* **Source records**
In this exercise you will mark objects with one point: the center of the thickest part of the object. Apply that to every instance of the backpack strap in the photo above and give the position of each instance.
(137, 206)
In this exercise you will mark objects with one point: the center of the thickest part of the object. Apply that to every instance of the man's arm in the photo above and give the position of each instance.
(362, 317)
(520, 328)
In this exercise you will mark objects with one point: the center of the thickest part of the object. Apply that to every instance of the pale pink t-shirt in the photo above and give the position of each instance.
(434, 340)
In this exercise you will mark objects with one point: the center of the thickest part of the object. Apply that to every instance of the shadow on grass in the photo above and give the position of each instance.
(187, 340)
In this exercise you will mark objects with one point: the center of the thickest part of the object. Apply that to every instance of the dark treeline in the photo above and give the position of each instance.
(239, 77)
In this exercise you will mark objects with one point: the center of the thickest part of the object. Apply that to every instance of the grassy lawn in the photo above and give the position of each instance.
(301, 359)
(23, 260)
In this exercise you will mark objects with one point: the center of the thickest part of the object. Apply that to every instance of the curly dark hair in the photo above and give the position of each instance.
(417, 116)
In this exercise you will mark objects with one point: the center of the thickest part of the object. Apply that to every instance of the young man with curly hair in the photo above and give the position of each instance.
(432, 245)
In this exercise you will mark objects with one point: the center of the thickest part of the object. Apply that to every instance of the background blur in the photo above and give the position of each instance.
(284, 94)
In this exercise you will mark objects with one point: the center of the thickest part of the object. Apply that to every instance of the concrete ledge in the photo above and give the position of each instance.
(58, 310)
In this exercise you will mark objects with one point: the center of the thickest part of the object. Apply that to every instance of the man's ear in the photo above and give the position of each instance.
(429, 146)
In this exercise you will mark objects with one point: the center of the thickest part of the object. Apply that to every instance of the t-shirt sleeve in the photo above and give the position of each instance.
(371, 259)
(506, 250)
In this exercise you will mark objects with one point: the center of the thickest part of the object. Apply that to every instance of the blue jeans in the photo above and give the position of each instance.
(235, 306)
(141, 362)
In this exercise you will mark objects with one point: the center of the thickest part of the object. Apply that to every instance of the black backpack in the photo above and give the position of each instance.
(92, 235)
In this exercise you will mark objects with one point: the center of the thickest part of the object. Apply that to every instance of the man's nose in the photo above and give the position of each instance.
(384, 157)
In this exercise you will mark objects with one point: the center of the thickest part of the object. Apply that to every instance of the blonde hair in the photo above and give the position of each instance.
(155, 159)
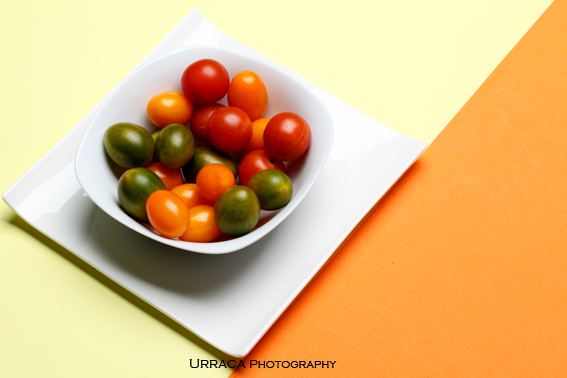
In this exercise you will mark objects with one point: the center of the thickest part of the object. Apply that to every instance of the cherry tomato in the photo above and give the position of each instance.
(168, 213)
(257, 140)
(287, 136)
(202, 227)
(255, 162)
(229, 129)
(205, 81)
(169, 107)
(213, 180)
(247, 92)
(191, 195)
(199, 122)
(171, 177)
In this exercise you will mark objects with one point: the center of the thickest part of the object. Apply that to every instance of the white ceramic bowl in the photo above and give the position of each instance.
(98, 175)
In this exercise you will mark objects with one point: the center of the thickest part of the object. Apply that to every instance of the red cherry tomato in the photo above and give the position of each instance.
(171, 177)
(169, 107)
(287, 136)
(213, 180)
(247, 92)
(202, 227)
(257, 140)
(199, 122)
(229, 129)
(255, 162)
(205, 81)
(168, 213)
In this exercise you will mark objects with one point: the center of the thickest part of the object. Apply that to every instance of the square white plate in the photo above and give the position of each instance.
(231, 300)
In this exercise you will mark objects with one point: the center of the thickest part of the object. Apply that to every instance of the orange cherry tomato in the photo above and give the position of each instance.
(168, 213)
(191, 195)
(169, 107)
(255, 162)
(213, 180)
(170, 177)
(247, 92)
(202, 227)
(257, 140)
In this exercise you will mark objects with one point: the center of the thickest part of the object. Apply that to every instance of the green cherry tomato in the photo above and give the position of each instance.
(273, 188)
(175, 145)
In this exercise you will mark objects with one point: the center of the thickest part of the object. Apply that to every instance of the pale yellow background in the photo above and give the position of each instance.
(409, 64)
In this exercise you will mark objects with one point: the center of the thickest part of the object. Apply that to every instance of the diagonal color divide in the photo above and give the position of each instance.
(462, 269)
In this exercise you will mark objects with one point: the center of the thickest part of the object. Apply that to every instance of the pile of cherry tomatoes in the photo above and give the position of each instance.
(182, 179)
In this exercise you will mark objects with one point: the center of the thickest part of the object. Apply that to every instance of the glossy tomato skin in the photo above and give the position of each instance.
(229, 129)
(237, 211)
(255, 162)
(171, 177)
(287, 136)
(169, 107)
(247, 92)
(202, 227)
(257, 140)
(205, 81)
(199, 122)
(168, 214)
(213, 180)
(191, 195)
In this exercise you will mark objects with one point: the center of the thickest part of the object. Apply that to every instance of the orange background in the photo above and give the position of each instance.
(461, 270)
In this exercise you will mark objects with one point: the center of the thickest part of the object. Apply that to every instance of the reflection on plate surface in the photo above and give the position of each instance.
(231, 300)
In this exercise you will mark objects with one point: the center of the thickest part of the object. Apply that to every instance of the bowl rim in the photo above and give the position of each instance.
(266, 228)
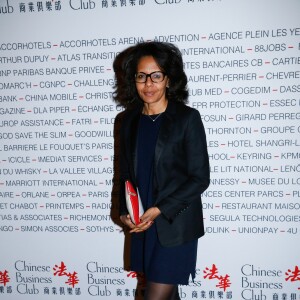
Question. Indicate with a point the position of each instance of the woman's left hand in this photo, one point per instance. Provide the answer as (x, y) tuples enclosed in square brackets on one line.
[(147, 219)]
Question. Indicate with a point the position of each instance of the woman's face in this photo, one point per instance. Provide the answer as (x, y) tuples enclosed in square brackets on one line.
[(151, 92)]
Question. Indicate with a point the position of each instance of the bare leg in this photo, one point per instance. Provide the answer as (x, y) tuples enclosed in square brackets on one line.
[(161, 291)]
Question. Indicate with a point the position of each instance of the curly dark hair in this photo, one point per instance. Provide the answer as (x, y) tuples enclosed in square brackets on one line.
[(169, 59)]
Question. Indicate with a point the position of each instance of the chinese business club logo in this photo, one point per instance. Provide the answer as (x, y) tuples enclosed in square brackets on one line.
[(293, 275), (213, 273), (4, 277), (61, 271)]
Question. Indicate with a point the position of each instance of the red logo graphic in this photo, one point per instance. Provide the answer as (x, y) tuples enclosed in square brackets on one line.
[(61, 270), (293, 275), (4, 278), (139, 276), (224, 281)]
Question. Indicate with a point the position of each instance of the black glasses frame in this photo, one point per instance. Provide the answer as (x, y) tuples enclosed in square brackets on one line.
[(149, 75)]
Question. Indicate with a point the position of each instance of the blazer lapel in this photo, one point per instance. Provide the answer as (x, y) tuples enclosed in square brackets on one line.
[(165, 131), (133, 132)]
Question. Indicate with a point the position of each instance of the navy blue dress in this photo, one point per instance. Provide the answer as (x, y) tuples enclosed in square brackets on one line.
[(169, 265)]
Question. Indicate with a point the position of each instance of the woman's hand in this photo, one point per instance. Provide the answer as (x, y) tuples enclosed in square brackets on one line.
[(147, 220), (126, 220)]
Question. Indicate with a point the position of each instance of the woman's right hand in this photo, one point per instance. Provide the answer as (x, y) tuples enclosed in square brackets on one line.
[(126, 220)]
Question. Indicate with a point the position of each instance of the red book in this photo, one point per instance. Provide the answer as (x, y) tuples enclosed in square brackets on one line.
[(133, 202)]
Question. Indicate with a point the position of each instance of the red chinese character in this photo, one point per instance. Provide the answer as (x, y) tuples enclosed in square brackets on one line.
[(4, 278), (211, 273), (72, 279), (224, 282), (293, 275), (60, 270), (132, 274)]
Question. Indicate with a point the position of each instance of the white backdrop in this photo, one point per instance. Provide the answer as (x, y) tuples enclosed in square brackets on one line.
[(58, 227)]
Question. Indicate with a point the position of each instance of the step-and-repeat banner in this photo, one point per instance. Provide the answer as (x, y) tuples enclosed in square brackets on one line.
[(59, 231)]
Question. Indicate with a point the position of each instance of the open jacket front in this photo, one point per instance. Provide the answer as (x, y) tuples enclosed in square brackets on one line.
[(181, 171)]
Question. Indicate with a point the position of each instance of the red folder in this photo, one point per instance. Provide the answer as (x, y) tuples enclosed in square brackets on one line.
[(133, 202)]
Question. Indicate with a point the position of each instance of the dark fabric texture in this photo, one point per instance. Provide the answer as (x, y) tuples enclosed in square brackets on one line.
[(169, 265), (180, 171)]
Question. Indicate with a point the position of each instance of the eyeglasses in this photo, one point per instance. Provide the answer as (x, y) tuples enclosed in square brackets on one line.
[(156, 77)]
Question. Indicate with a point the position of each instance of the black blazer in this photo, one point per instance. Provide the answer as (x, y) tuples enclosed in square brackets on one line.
[(181, 171)]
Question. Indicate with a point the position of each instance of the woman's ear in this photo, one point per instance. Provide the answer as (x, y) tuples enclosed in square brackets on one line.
[(167, 85)]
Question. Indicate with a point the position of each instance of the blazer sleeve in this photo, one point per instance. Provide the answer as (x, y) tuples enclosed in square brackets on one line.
[(196, 172), (124, 171)]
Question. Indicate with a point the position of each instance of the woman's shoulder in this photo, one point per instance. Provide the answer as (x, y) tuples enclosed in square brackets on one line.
[(183, 109)]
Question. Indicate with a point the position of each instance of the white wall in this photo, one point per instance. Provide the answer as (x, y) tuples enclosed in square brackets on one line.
[(57, 147)]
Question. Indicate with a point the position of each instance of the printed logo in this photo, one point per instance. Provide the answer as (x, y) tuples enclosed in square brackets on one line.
[(293, 275), (224, 281), (61, 271)]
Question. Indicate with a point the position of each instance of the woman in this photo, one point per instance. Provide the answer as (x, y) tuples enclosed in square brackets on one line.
[(163, 152)]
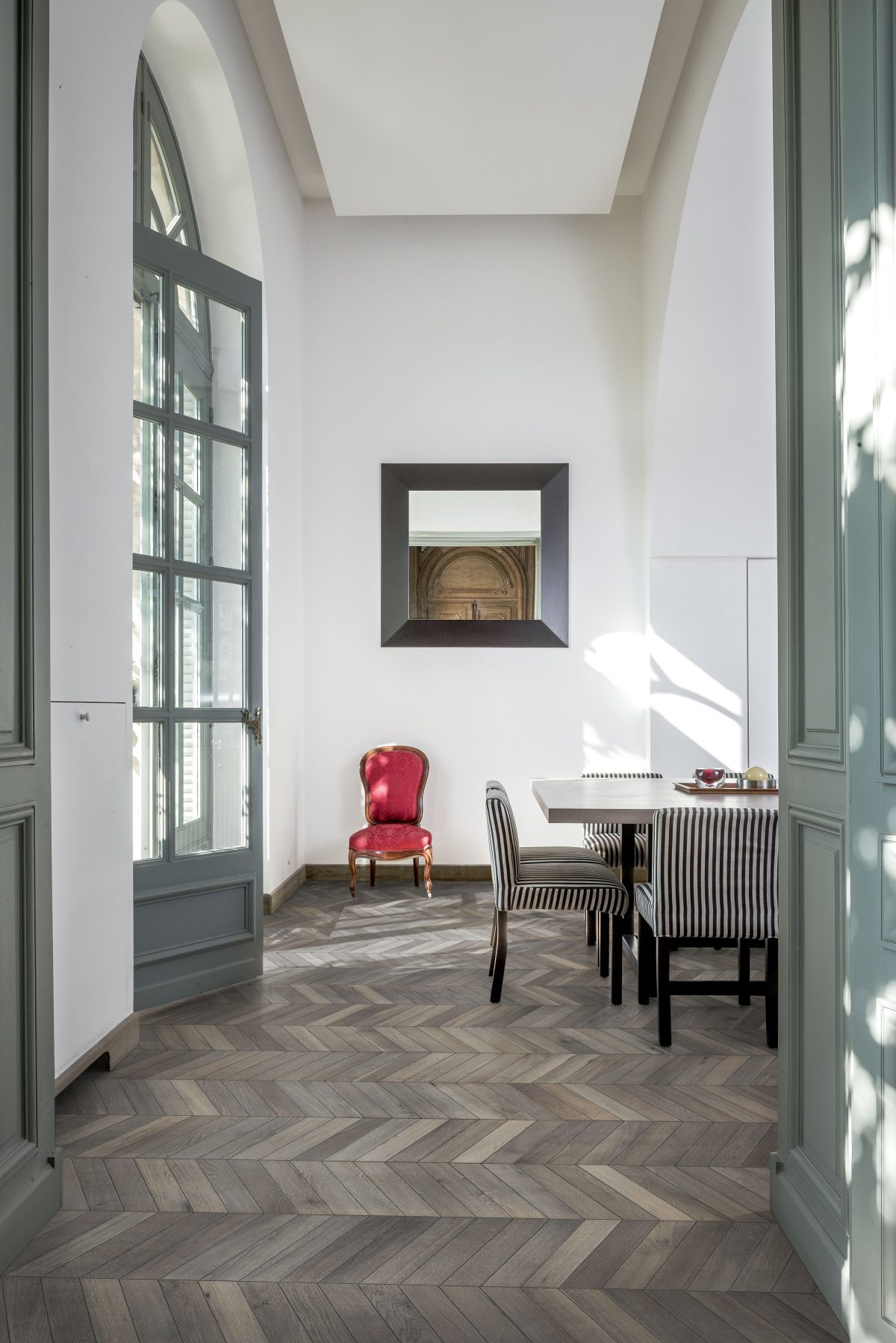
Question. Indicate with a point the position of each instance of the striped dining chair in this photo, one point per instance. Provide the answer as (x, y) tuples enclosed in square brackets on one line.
[(547, 878), (714, 877)]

* **What you need to do**
Copy out the rows above word for word, from the line containing "the red logo" through the line containing "[(165, 131), (133, 132)]", including both of those lines.

* **Output below**
Question. Indicate with a point the position of each instance of the red logo graphic in this photo, one point per instance. Provide the answer as (x, y) tuples enclosed in square brackets on one line.
[(61, 270), (293, 275), (4, 278), (139, 276), (224, 281)]
Question. Indicate with a point the position of each instance of the black glasses frame in this photo, one point per instance. Provide the answer as (x, y) tuples enclosed in square brackets on one line.
[(149, 75)]
Question. Indicate with a point the position of each instance of the blazer lapel in this photo, one point per instance. Provide the answer as (x, y) tuples enclosed in square brackets on one line.
[(165, 131), (133, 132)]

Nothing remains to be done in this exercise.